Keep only the lines of the material below that contain the word "this". Copy those lines.

→ **DATASET EXTRACT**
****************

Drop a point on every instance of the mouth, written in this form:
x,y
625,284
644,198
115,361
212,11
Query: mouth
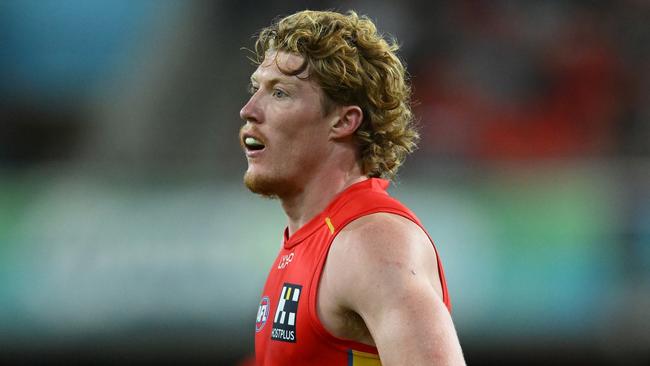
x,y
252,143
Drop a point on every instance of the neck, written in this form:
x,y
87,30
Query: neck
x,y
318,192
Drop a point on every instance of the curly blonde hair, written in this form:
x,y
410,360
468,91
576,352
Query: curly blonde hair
x,y
354,65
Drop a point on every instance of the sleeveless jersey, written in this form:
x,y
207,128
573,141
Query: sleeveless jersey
x,y
288,330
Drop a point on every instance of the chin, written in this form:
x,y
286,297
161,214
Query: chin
x,y
272,187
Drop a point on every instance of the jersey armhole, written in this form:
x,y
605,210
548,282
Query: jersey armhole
x,y
312,300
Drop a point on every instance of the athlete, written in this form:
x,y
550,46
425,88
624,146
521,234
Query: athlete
x,y
357,280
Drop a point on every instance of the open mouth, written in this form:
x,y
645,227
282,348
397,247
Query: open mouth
x,y
252,143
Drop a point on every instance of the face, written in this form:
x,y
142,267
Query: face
x,y
285,134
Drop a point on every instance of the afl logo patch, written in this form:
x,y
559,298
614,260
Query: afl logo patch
x,y
262,313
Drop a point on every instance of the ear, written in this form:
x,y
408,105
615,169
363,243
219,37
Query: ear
x,y
346,121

****************

→ **FINISHED TASK**
Drop a point on every instance of the mouth, written in this form:
Drop a point on every instance of the neck, written in this form:
Drop a point on every instance of the curly blonde hair, written in this form:
Drop a point on every instance of the sleeveless jersey, written in this form:
Drop a point on every instance of the chin, written in this form:
Drop a point on every instance of the jersey armhole, written in this form:
Drop a point on every instance of the athlete, written in this form:
Drop a point on every instance of the open mouth, written in this form:
Drop a point on every instance of the face, written in this form:
Drop a point on every instance of the afl logo patch, written in this form:
Drop a point on every instance of the ear, written in this form:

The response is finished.